To do: Rewrite every row below with "still" changed to "frame" wherever it appears. Keep everything else the same.

Given data:
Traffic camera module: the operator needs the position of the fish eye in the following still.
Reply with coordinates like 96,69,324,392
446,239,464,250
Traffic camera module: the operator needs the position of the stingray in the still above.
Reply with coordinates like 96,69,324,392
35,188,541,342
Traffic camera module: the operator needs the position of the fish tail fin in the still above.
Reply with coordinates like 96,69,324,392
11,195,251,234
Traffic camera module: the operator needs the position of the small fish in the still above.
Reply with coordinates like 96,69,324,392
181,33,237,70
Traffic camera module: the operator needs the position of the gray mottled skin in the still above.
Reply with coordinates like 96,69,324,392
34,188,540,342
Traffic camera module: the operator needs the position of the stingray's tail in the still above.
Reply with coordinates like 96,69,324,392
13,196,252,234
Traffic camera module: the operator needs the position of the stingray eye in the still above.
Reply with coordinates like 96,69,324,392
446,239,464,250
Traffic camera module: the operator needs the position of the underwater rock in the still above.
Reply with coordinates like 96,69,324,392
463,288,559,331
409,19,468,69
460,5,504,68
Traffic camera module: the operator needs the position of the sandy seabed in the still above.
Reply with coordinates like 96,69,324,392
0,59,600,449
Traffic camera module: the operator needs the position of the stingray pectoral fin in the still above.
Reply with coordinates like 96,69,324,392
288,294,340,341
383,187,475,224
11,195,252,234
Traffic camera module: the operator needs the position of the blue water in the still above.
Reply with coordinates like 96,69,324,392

Answer to this task:
Traffic camera module: the operator needs the position of the fish eye in the following frame.
Reply with coordinates like 96,69,324,392
446,239,464,250
Traffic camera module: the operator needs the position of the stingray in the frame above.
Reply with coordinates like 96,69,324,392
35,188,541,342
Traffic camera module: the operator needs the position of the fish tail fin in the frame above.
Reply with coordinates like 96,69,324,392
11,195,251,234
Traffic camera module: the operator needs the position of the small fish in the frame above.
Reply with coordinates like 96,69,324,392
181,33,237,70
Traffic camera module: the operator needs the position of the gray mottled skin in the frame above.
Reply with coordinates like 96,69,324,392
34,188,540,342
Traffic camera module: the operator needs the position of the stingray's tail in the frame above.
Reply with coordinates like 96,69,324,392
13,196,252,234
Traffic camera module: the operator needs the position of the stingray eye in the frame above.
Reply with coordinates like 96,69,324,392
446,239,464,250
Traffic camera module: the operator needs the position of the underwater rock in the frame above.
Reply with coordinates like 96,69,324,392
463,288,559,331
409,19,468,69
460,5,504,68
Traffic camera module: the operator needs the position of the sandy seabed in the frame above.
Reply with coordinates like 96,69,324,392
0,59,600,449
Traffic camera module: the operator needs the position of the stingray pectoral fin in the frame above.
Reply with coordinates like 96,69,324,392
288,294,340,341
383,187,475,224
11,195,252,234
Traffic camera module: the operator needs the position of the blue water in the frame above.
Reply with coordinates like 96,69,324,392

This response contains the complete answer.